**DIRECTIVES**
(a) Answer these questions using the text on Chinese immigrants in Agassiz, one line each:
(i) How many residents of Asian descent live in the District of Kent today?
(ii) Which two rivers served as major conduits for gold seekers traveling north?
(iii) How much were Chinese workers on the railway paid per day?
(b) Translate this sentence from the text on Chinese immigrants in Agassiz into Spanish: "For Agassiz, the use of Chinese labour on the construction of the Canadian Pacific Railway was particularly important."
(c) Continue the text on Chinese immigrants in Agassiz from its last sentence.

**DOCUMENT TEXT**
In the District of Kent today, there are more than 200 residents of Asian descent.

Although some of these people are likely newcomers to the community, the history of Asian immigrants, and particularly Chinese immigrants, has deep roots in Agassiz — extending to before Kent was even incorporated as a municipality.

In the late 1800s, many Chinese immigrants came to British Columbia in search of gold. It’s likely many of these men (travelling from both China and the United States) came through the Agassiz area on their way, as the Fraser and Harrison Rivers were major conduits for gold seekers as they travelled north.

When gold rush slowed, many turned to other occupations. For Agassiz, the use of Chinese labour on the construction of the Canadian Pacific Railway was particularly important.

It wasn’t easy. Chinese workers were paid only a dollar a day, compared to $1.50 or $2.50 for European employees, and had to pay for their own food and gear as they travelled with the railroad through the province. By the end of 1882, 6,500 of the 9,000 employed by the Canadian Pacific Railway were Chinese-Canadians, and over the course of its construction 15,000 temporary Chinese workers were put to work.

**DATA SECTION**

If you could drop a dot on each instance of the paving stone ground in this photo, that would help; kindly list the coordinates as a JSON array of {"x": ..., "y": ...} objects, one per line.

**TASK-BY-TASK RESULTS**
(a)
(i) More than 200.
(ii) The Fraser and Harrison Rivers.
(iii) A dollar a day.

(b) Para Agassiz, el uso de mano de obra china en la construcción del Ferrocarril del Pacífico Canadiense fue particularmente importante.

(c)
Chinese at work on C.P.R. (Canadian Pacific Railway) in Mountains, 1884. (Boorne & May / Library and Archives Canada / C-006686B)

These workers were given the most dangerous tasks — using nitroglycerin to break up solid rock, for example — and hundreds died from accidents, cold, illness and malnutrition. There was no compensation for those who were killed, and many wives and families left behind in China never heard of the men’s fate.

Chinese-Canadians continued to work in train-related occupations after the CPR’s construction was complete in 1885, particularly in Agassiz. Agassiz resident Donald McRae became head wood cuter for coal-burning CPR locomotives in late 1880s, and employed as many as 250 Chinese workers.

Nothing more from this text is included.